**Exercise directions:**
Render every line of the entries below as a Markdown table with two columns, Row and Entry line, numbering the rows and omitting blank lines.

╭─ Data

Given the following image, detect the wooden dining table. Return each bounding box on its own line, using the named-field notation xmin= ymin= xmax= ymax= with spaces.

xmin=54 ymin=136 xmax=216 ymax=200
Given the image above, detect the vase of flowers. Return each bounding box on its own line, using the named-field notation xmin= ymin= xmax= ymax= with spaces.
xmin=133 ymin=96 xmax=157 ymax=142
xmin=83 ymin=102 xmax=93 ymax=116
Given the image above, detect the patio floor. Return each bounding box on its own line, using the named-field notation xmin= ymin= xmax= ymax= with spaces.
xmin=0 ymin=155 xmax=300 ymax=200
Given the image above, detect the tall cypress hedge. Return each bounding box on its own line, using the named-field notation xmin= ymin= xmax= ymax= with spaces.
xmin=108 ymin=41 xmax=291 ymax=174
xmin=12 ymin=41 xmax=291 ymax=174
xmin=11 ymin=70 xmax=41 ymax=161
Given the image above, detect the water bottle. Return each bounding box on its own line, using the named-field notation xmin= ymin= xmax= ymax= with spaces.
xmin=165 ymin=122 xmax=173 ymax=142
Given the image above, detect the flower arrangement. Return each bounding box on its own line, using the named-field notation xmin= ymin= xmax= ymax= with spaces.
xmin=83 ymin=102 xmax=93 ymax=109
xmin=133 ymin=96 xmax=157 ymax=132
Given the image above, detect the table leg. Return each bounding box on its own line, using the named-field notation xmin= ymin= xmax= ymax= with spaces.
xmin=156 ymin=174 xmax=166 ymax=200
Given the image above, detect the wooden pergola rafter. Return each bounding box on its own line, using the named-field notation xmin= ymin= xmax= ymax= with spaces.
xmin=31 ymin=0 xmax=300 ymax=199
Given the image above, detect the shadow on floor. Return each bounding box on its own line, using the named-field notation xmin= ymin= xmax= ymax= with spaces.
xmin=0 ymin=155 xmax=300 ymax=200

╰─

**Output of the exercise:**
| Row | Entry line |
|---|---|
| 1 | Given the following image, detect the wooden dining table. Return each bounding box on its own line, using the named-field notation xmin= ymin= xmax= ymax= with spaces. |
| 2 | xmin=54 ymin=136 xmax=216 ymax=200 |
| 3 | Given the image above, detect the vase of flowers. Return each bounding box on its own line, using the named-field notation xmin= ymin= xmax= ymax= with spaces. |
| 4 | xmin=133 ymin=96 xmax=157 ymax=142 |
| 5 | xmin=83 ymin=102 xmax=93 ymax=116 |
| 6 | Given the image above, detect the patio floor. Return each bounding box on its own line, using the named-field notation xmin= ymin= xmax= ymax= with spaces. |
| 7 | xmin=0 ymin=155 xmax=300 ymax=200 |
| 8 | Given the image above, detect the tall cypress hedge. Return each bounding box on its own line, using the named-field notation xmin= ymin= xmax= ymax= with spaces. |
| 9 | xmin=108 ymin=41 xmax=291 ymax=174 |
| 10 | xmin=12 ymin=41 xmax=291 ymax=174 |
| 11 | xmin=11 ymin=70 xmax=41 ymax=161 |
| 12 | Given the image above, detect the water bottle. Return each bounding box on its own line, using the named-field notation xmin= ymin= xmax= ymax= with spaces. |
| 13 | xmin=165 ymin=122 xmax=173 ymax=142 |
| 14 | Given the image above, detect the flower arrangement. Return each bounding box on its own line, using the named-field notation xmin= ymin= xmax= ymax= with spaces. |
| 15 | xmin=83 ymin=102 xmax=93 ymax=109 |
| 16 | xmin=133 ymin=96 xmax=157 ymax=132 |
| 17 | Given the image above, detect the table leg. Return each bounding box on its own line, using the named-field notation xmin= ymin= xmax= ymax= with spaces. |
| 18 | xmin=156 ymin=174 xmax=166 ymax=200 |
| 19 | Given the image above, detect the wooden pergola rafter. Return each bounding box on its own line, using the named-field notation xmin= ymin= xmax= ymax= with spaces. |
| 20 | xmin=31 ymin=0 xmax=300 ymax=199 |
| 21 | Given the image above, detect the shadow on floor. Return each bounding box on its own line, using the named-field notation xmin= ymin= xmax= ymax= with spaces. |
| 22 | xmin=0 ymin=155 xmax=300 ymax=200 |